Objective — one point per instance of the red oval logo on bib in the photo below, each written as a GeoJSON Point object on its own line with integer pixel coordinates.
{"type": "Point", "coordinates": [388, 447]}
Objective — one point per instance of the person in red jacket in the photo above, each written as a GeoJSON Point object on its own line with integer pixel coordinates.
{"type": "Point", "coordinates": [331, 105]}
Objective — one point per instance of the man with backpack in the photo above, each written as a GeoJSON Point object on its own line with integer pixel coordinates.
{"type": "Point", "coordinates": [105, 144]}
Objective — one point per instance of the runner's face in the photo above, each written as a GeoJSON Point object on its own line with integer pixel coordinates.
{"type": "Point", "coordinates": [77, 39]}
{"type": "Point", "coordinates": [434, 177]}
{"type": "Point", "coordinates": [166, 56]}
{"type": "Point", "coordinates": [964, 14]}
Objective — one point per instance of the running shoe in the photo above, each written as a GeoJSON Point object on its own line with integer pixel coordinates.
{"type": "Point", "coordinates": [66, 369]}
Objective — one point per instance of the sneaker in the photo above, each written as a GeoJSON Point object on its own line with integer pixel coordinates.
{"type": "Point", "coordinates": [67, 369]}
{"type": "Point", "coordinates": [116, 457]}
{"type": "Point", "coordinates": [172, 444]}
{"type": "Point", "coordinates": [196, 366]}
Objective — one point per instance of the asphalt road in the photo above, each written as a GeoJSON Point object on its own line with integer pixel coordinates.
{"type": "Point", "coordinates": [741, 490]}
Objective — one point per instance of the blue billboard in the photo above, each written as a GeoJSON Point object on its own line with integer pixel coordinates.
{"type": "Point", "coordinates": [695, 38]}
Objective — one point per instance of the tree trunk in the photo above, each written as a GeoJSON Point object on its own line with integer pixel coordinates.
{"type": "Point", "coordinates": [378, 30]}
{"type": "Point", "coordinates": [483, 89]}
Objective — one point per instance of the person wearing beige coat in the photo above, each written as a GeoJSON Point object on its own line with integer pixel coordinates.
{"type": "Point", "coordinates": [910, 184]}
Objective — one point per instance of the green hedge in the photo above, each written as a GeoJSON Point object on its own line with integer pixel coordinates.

DIRECTIVE: Recast the items, starting at the line that contains "Objective — one point per instance of the person wearing" and ending at the last line of the items, as a Markdown table with the columns "Row" and "Text". Number the rows in order, and leave out any blank lines.

OUTPUT BELOW:
| Row | Text |
|---|---|
| 1 | Objective — one point per instance of the person wearing beige coat in the photo above, each written as a GeoJSON Point object on its own line with integer pixel coordinates. |
| 2 | {"type": "Point", "coordinates": [910, 184]} |
| 3 | Objective — one point per instance of the green hedge in the photo above, each written as a GeoJSON Point object on its own line with integer pixel coordinates. |